▶ _Excerto do documento_
-----
O avião do Papa e uma fé não inabalável
Pela rua mais movimentada do Cais do Sodré fora, sucedem-se os brindes, e a água é, de facto, omnipresente. “Mas estamos a vender mais cerveja”, diz a responsável de um bar que não quis ser identificada. Muitos dos que desanuviam ao início da noite no Cais do Sodré e no Bairro Alto estiveram presentes na missa de abertura da JMJ, no parque Eduardo VII. Mas não é a homilia do Cardeal Patriarca de Lisboa que domina as conversas. “Sagres ou Super Bock?”, discute-se entre um grupo de franceses, acompanhados por um padre, para quem o facto de a JMJ se realizar em Portugal foi decisivo para a sua vinda. “Já dissemos às nossas famílias que queremos voltar cá de férias”. O consenso que não existe sobre a marca de cerveja encontra-se nos motivos que os trouxeram de Paris a Lisboa.
“É muito fácil conversar com as pessoas, é isso que queremos. Além de aprofundar a nossa fé e reforçar os laços entre nós”, revela Josephine, de 20 anos, que tenta ser porta-voz de um grupo em que todos — Pauline, Heloise, Justine, Thomas e Alexis — querem fazer-se ouvir. É isso, afinal, que os une. E que procuram na Igreja católica. “Vim tentar perceber como se vive a fé de forma diferente nos vários países. Claro que o Papa é a grande estrela (‘depois de Jesus’, ressalva o amigo Thomas), vamos à missa no domingo, é a pessoa de quem todos falam. Mas mais do que o Papa, queremos contactar com as pessoas”.
-----
▶ _Material listado_
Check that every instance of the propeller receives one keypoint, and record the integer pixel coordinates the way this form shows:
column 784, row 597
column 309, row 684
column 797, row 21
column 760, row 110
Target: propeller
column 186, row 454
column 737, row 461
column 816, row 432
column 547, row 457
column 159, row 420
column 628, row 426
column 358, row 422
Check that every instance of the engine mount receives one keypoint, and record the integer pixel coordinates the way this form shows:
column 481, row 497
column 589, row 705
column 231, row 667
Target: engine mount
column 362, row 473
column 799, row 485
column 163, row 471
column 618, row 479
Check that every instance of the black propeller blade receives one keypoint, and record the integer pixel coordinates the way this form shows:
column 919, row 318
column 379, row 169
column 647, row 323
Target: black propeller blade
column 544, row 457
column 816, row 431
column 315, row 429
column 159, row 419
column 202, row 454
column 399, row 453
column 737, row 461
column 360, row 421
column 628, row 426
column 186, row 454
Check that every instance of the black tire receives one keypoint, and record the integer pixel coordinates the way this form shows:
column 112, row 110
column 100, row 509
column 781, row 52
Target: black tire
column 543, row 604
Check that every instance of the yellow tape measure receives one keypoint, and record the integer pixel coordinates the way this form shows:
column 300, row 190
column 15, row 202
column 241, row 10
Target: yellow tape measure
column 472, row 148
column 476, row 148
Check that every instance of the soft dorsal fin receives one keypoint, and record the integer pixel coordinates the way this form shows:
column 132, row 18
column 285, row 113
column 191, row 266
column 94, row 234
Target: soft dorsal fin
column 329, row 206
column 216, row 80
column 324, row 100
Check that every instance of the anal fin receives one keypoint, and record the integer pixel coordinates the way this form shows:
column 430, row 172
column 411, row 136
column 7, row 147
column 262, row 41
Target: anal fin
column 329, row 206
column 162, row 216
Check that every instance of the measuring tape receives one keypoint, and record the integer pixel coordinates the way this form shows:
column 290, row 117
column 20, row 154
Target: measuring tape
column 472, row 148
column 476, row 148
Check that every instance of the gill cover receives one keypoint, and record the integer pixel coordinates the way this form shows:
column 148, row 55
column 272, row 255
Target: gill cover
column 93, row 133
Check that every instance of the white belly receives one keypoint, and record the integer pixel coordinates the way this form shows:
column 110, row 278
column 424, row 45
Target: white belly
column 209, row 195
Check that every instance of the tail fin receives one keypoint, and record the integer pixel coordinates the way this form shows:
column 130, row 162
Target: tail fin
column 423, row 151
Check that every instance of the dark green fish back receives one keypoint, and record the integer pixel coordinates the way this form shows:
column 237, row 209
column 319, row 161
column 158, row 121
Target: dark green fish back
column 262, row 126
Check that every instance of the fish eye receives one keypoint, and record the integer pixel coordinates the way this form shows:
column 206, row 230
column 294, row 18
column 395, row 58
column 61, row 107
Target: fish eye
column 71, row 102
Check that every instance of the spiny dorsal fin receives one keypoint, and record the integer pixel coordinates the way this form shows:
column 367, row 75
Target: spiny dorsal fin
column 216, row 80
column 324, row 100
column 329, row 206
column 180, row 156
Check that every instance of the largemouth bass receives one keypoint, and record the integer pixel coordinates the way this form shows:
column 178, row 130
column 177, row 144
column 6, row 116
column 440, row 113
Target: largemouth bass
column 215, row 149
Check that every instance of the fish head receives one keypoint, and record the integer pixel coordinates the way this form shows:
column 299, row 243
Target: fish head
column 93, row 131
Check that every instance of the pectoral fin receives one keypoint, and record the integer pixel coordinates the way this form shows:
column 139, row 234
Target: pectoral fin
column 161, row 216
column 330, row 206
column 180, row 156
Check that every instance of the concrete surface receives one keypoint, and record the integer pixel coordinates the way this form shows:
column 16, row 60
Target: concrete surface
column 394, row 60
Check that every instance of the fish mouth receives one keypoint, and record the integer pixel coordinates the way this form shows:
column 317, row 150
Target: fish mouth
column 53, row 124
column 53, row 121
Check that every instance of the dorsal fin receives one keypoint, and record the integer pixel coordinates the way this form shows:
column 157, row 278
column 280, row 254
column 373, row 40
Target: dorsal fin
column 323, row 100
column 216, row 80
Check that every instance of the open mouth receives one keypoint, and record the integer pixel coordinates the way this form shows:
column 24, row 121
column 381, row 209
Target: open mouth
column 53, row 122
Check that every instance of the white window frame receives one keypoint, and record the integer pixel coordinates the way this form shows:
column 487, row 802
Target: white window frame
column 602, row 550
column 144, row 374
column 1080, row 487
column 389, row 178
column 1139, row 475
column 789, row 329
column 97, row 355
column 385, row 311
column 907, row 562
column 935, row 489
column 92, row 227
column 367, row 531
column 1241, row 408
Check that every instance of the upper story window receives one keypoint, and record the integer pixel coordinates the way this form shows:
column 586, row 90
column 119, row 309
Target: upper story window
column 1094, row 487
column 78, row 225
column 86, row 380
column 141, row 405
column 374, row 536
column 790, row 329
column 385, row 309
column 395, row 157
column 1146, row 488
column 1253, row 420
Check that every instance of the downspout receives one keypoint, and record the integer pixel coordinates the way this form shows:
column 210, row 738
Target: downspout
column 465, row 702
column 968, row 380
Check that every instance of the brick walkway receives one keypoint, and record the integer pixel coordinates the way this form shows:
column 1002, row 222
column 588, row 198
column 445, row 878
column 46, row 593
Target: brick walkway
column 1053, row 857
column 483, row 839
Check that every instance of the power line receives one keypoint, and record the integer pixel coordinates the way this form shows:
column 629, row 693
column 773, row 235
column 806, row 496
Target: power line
-----
▶ _Objetivo A_
Indique todos os membros nomeados do grupo de jovens franceses da reportagem sobre a JMJ em Lisboa.
▶ _Objetivo B_
Prossiga a reportagem sobre a JMJ em Lisboa a partir da última frase apresentada.

▶ _Resultado final A_
Josephine, Pauline, Heloise, Justine, Thomas, Alexis

▶ _Resultado final B_
Entre o grupo de amigos, há quem admita que a religião não tem um grande peso no seu dia a dia. “É fácil arranjar desculpas para não rezar e não ir à missa”, diz Thomas. Mas a fé não vacila. “Tirar esta semana para rezar é uma demonstração de amor a Deus”, defende. Ainda assim, aproveitam a conversa com jornalistas para tirar uma dúvida que os inquieta. “O Papa voa num avião privado ou num avião comercial? É que falam tanto de pobreza, que pensámos que podia vir num avião como as pessoas normais”. A resposta desilude, mas não surpreende. O Papa Francisco chega esta quarta-feira a Lisboa num voo especial, com 78 jornalistas de todo o mundo a bordo (o Observador estará lá), operado pela italiana ITA Airways e regressa num avião da TAP.
Mas ver o Papa não parece, de longe, o principal foco dos jovens peregrinos que vão sarapintar a região de Lisboa e arredores nos próximos dias. E as inquietações e questionamentos sobre a Igreja Católica são comuns nas conversas dos jovens. “Perdi um pouco a minha fé nos últimos anos, afastei-me de Deus”, confessa Olivier Peneau, francês de 20 anos, à mesa de um bar do Bairro Alto. Ainda assim, quis participar no maior evento de jovens católicos do mundo. “Há aqui muita gente que eu acho que me pode ajudar a encontrar um caminho”. A própria Igreja, acredita, “está a mudar”, e “a dar voz a muitos jovens que viviam ansiosos com os seus problemas, e está a tratá-los com mais respeito”.
“Eu acho que ainda é muito difícil o contacto entre pessoas mais jovens e mais velhas na Igreja”, completa a amiga Juliette Schmidt. “Há um mundo a mudar, mas nós também somos a Igreja. Nós, as novas gerações. Por isso, se nós estamos a mudar, a Igreja vai mudar connosco e tornar-se mais aberta”, defende Juliette, enquanto pede mais uma cerveja.
“Os evangelhos não são contra o prazer”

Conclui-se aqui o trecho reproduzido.